#### RECORDS:
>>>

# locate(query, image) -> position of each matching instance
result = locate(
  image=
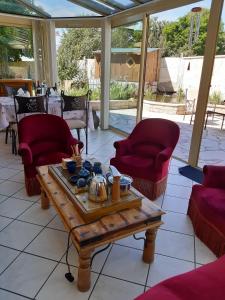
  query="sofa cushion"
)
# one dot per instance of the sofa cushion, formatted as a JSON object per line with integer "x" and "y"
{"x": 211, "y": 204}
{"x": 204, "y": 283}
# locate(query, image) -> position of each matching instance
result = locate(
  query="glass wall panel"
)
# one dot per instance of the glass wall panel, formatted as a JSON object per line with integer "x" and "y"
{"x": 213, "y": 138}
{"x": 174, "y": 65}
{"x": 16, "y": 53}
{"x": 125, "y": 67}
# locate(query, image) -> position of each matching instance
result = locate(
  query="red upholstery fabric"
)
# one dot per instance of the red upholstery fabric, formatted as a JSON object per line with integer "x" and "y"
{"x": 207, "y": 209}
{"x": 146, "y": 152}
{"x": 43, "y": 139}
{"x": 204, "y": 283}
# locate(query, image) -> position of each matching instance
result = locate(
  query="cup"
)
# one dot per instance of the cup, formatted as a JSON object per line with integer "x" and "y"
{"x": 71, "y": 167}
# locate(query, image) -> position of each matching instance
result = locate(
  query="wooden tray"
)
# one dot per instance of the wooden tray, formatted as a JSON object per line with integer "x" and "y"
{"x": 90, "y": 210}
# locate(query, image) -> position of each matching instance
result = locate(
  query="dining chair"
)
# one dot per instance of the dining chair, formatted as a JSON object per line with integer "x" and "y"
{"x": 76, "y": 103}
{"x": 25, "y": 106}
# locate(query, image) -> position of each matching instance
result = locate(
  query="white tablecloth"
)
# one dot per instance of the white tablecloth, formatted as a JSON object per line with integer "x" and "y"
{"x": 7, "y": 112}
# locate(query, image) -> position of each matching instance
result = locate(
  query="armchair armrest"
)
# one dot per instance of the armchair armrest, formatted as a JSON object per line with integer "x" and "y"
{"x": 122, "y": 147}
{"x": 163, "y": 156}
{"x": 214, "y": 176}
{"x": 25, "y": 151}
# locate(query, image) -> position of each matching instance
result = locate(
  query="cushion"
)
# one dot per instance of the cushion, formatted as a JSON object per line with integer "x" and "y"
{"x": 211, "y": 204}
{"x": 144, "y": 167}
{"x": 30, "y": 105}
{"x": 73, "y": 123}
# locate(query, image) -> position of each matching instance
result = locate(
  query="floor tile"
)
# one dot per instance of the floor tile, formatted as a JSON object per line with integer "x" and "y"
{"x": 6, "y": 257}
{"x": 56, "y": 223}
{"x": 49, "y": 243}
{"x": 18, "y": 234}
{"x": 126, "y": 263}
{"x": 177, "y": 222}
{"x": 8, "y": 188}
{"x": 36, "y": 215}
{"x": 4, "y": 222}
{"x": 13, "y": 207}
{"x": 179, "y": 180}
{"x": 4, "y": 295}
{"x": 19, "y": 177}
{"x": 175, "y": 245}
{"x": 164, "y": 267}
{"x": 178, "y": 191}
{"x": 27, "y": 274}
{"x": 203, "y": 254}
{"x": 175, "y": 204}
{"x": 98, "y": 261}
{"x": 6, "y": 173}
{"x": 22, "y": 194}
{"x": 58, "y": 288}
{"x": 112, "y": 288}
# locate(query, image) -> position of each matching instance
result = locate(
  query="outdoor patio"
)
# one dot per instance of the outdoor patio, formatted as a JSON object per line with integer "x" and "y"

<<<
>>>

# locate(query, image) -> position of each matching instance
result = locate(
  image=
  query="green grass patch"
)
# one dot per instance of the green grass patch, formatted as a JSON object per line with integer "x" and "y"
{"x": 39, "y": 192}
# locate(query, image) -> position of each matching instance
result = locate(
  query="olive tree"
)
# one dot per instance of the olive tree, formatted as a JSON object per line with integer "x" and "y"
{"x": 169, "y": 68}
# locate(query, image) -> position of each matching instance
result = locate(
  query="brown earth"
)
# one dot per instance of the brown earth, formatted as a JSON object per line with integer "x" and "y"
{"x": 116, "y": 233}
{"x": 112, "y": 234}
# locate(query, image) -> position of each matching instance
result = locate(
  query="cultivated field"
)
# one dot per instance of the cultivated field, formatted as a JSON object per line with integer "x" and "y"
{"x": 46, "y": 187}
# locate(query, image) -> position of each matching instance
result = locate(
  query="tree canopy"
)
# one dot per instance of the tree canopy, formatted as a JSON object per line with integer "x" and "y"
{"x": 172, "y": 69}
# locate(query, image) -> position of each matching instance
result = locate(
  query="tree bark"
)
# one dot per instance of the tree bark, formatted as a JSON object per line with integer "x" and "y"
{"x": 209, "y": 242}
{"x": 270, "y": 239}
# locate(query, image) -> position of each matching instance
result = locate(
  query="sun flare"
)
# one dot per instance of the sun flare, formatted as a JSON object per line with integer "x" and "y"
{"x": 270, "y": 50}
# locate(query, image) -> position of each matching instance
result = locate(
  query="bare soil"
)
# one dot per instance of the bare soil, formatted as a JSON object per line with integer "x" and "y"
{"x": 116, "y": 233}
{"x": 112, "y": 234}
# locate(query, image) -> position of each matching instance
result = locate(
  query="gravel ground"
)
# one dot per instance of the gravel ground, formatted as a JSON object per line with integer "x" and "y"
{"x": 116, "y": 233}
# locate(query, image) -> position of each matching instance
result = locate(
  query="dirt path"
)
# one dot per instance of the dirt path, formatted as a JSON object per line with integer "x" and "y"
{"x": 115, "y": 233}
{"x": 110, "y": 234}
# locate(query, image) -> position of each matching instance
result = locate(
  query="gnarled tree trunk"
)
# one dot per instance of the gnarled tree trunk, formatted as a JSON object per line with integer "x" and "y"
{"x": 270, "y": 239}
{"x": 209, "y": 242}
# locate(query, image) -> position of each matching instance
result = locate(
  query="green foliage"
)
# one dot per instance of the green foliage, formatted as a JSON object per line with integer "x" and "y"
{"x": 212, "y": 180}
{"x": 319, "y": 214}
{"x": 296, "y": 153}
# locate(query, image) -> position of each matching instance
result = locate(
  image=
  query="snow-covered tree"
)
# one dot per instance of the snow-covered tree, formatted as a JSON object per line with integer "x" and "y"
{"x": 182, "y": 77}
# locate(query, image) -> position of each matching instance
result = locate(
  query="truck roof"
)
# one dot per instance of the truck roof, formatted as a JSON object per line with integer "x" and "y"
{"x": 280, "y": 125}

<<<

#### EXERCISE:
Whenever "outdoor" shows up in a line of the listing, copy that whole line.

#### RESPONSE TO THIS TASK:
  query="outdoor patio"
# one dot per instance of the outdoor patio, formatted as a JSON object per line with integer "x" and "y"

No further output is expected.